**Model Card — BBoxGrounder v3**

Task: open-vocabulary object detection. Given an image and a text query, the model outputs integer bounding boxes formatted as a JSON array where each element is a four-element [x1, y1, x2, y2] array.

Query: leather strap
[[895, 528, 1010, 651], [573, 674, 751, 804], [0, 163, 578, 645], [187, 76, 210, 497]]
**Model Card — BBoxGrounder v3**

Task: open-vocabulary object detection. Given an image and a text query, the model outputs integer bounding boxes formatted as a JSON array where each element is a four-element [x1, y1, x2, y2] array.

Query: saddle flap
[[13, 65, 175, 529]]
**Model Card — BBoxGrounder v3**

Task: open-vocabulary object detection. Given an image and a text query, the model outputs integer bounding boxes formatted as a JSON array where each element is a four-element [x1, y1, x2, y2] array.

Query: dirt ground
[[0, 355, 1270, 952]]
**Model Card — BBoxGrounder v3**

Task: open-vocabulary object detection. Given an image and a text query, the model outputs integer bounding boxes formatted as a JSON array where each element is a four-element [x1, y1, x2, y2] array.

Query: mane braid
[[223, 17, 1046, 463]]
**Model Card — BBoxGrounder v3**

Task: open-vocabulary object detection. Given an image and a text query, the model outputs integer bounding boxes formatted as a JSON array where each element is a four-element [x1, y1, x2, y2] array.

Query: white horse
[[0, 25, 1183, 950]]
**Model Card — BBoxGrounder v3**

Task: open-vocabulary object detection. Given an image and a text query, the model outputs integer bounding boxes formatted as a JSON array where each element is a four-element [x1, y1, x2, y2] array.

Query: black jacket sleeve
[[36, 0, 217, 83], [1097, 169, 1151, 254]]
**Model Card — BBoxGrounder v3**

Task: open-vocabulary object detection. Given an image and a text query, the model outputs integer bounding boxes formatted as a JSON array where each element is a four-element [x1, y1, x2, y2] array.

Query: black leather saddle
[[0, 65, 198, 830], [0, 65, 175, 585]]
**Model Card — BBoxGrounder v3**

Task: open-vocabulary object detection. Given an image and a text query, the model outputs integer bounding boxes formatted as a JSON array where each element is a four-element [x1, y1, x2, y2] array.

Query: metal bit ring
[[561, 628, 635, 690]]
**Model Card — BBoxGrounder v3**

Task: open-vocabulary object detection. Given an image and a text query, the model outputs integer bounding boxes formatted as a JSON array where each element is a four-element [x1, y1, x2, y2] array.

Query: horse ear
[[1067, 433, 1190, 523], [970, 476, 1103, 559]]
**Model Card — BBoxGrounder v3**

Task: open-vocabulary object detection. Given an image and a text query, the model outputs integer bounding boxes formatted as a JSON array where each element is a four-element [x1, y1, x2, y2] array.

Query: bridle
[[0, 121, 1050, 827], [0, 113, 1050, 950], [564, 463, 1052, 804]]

══════

Set down all of the rows above again, word for word, without changing anything.

**RESPONSE BELOW**.
**Model Card — BBoxGrounder v3**

Task: open-vocabulary object detection. Given an image and a text query, the model outputs integer bounding boxes formatted as a JSON array where each element is a four-element [x1, y1, x2, y2] array.

Query: leather strap
[[895, 528, 1010, 651], [573, 674, 751, 804], [0, 163, 578, 645], [187, 76, 210, 497]]
**Model Card — BBoxGrounder v3**

Task: open-vocabulary object detection. Given an image and a text query, the model outputs integer bounding boxes formatted as a JSON array where each element is a four-element [x1, y1, x2, y2] array.

Query: saddle flap
[[13, 65, 175, 529]]
**Model Card — BBoxGrounder v3**

Task: open-vocabulary object detection. Given an image and a text query, the model outputs integer bounding boxes formatted as a JSON array where each element is a four-element [x1, y1, x2, y2] array.

Query: dirt ground
[[0, 355, 1270, 952]]
**Model Card — BBoxGrounder v3**

Task: open-vocabulary object detection. Given an image and a text query, the model outputs integer bounding boxes formatted as a JSON array where each element is a four-element [x1, y1, x2, y2] array.

Query: mane braid
[[223, 17, 1046, 463]]
**Model Card — BBoxGrounder v3**

Task: open-vocabulary object detection. Given an image and a text query, the model outputs integer bounding boxes formatted as a JSON array where each element is a four-element [x1, y1, x2, y2] array.

Query: white horse
[[0, 25, 1183, 950]]
**Model Card — BBoxGrounder v3**

Task: open-vocabulary object detection. Given an image and a text query, the model outputs integer bounding boxes formatted as a JSON array where each element is a four-element [x1, y1, x2, y2] array.

Query: black jacket sleeve
[[36, 0, 217, 83], [1097, 169, 1151, 254]]
**Model Card — BBoxGrounder v3**

Task: open-vocabulary object detection. Given an image and a text query, the model outputs integer bounding boxes formatted as a JSON array where each element is a four-element [x1, y1, x2, y2] array.

Query: black leather saddle
[[0, 65, 198, 830], [0, 65, 175, 585]]
**Model Card — BBoxGrounder v3**

Task: open-vocabulary object detection. Given an image and a text query, the model outputs integer bounding boxes formatted as a JSON array where each element is a four-element [x1, y1, x2, y2] array.

Query: metal bit ring
[[561, 628, 635, 690]]
**Model Card — BBoxGrounder v3**

Task: open-vocabulary object detection. Given an image and a text query, the model outputs integer bounding boxes formatted as a JSON array where each element is a four-element [x1, y1, x2, y2] array.

Query: horse ear
[[1067, 433, 1190, 523], [970, 476, 1103, 559]]
**Model Card — BBoxGrounder v3**

Task: open-vocabulary object detection. Given an image and a text query, the model outputs integer bounding boxes formatted as a JSON array where each element is a four-element [x1, y1, x2, y2] array.

Query: bridle
[[0, 121, 1050, 827], [0, 113, 1050, 950], [564, 463, 1052, 804]]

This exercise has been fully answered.